Задача 1: Пересчитайте координаты точек в записях, начиная со строки, где есть «Objective — one dot per instance of the arched», и заканчивая последней строкой записей включительно: каждую координату в ответах умножьте на 0,85 и округлите до целого, половины в большую сторону. Эти строки приведите полностью, без пропусков.

----- Исходный текст

Что нам рассказывали о войне: Линор Горалик

Линор Горалик

Линор Горалик — писательница, художница, колумнистка. В эфире программы «Зустрічі» на «Общественном радио» говорим о воспоминаниях о переезде из Советской Украины в Израиль, о рифмах между опытами войны в Украине и в Израиле, а также о семейной памяти и том, что нам рассказывали о Второй мировой войне. Программа «Зустрічі» создана благодаря поддержке канадского благотворительного фонда «Ukrainian Jewish Encounter».

Ірина Славінська:  И начнем мы, наверное, вот с такого вопроса. Вы родом из Днепропетровска, теперь вы живете в Израиле, и, если я правильно понимаю, в Израиль вы приехали из Украины уже в таком, достаточно сознательном возрасте. Сколько вам было лет?

Линор Горалик:  В 1989 году мне было 14 лет.

Ірина Славінська:  Как это было?

Линор Горалик:  Очень странно. Ну, во-первых, надо учитывать, что мы уезжали не из Украины, а из Советской Украины. То есть, у родителей моих еще отнимали паспорта и нас всех лишили гражданства. Я сейчас уже, взрослым человеком, много думаю о том, что у моих родителей было несколько часов, когда они были лицами без гражданства, людьми, полагающимися на обещание другой страны, что с ними все будет в порядке. Я чувствовала это меньше, мне было 14, я страдала, разлука с друзьями, мы уезжали – это важно – мы уезжали навсегда. Мы некоторым образом умирали в другую страну.

----------

Задача 2: Продолжите интервью с Линор Горалик, начав сразу после его последней фразы.

----- Исходные данные

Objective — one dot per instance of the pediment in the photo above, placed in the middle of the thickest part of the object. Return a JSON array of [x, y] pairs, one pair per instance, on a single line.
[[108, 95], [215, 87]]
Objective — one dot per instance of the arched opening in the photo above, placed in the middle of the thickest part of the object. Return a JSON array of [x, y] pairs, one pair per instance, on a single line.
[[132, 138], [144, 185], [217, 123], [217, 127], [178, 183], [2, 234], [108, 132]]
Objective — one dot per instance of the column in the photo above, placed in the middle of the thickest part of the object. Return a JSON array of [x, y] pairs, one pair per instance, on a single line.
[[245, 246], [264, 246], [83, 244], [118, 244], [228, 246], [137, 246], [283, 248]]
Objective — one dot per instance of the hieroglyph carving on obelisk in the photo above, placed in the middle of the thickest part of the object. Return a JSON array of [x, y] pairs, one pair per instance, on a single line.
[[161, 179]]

----------

Ответ 1:
Objective — one dot per instance of the arched opening in the photo above, placed in the middle of the thickest part of the object. Return a JSON array of [x, y] pairs, one pair per instance, on a single line.
[[112, 117], [122, 157], [184, 105], [184, 108], [151, 156], [2, 199], [92, 112]]
Objective — one dot per instance of the column in the photo above, placed in the middle of the thickest part of the object. Return a JSON array of [x, y] pairs, one pair per instance, on a single line.
[[208, 209], [224, 209], [71, 207], [100, 207], [194, 209], [116, 209], [241, 211]]
Objective — one dot per instance of the hieroglyph carving on obelisk in the photo above, placed in the middle of the thickest part of the object. Return a JSON array of [x, y] pairs, one pair per instance, on a single line.
[[137, 152]]

Ответ 2:
Ірина Славінська:  Получается, из Союза нельзя было выехать на время.

Линор Горалик:  Абсолютно. Мы уезжали навсегда и расставались навсегда. Это было очень тяжело с одной стороны. С другой стороны, Израиль довольно поразительное место и это было захватывающе интересно, и мои главные впечатления первого времени были, конечно, визуальными. Он очень яркий. Я думаю даже, что если бы мы приехали в худшую погоду – мы приехали в ноябре, но первые несколько дней были очень светлыми — нам было бы тяжелее. Но нет, это было как-то…

Ну, я до сих пор храню то чувство, огромное чувство благодарности, которое испытывает человек, получивший от некоторой страны, которая не должна ему ничего, гражданство и социальное страхование, не говоря уже о многом другом. Я до сих пор не понимаю, как это произошло, и у меня есть чувство чистой благодарности, чистого чуда.

Ірина Славінська:  Здесь еще есть кроме чувств ряд, наверное, абсолютно бытовых ситуаций. Нужно учить новый язык, нужно ходить в новую школу, общаться с другими людьми, которые могут быть или эмигрантами, как вы, а могут быть уже более местными, которые могли быть уже рождены в Израиле того времени. Опять же, как эти бытовые ситуации выстраивались в вашей семье и для вас лично?

Линор Горалик:  Значит, моим родителям, как я сейчас понимаю, было очень тяжело, но об этом вправе говорить только они. Мне было гораздо легче. Значит, мы приехали в самом начале очень большой волны эмиграции. И за считанные дни выяснилось, что таких, как я, в том числе очень социально близких, что было важно на тот момент, очень много.

Первое время Израиль предоставляет тебе так называемые ульпаны – это место, где учат языку, и не только языку, а такой… объясняют, как страна устроена, бытовым вещам. И там мне немедленно были друзья. Я все равно ужасно страдала по оставленным друзьям – очень. Даже сейчас понимаю, что страдала. Но были друзья, была поддержка, начали приезжать друзья наши из Днепропетровска постепенно попозже нас, наша семья начала приезжать. Мне было сложно, но эти сложности терялись для меня в подростковом азарте новой жизни. Мне было хорошо.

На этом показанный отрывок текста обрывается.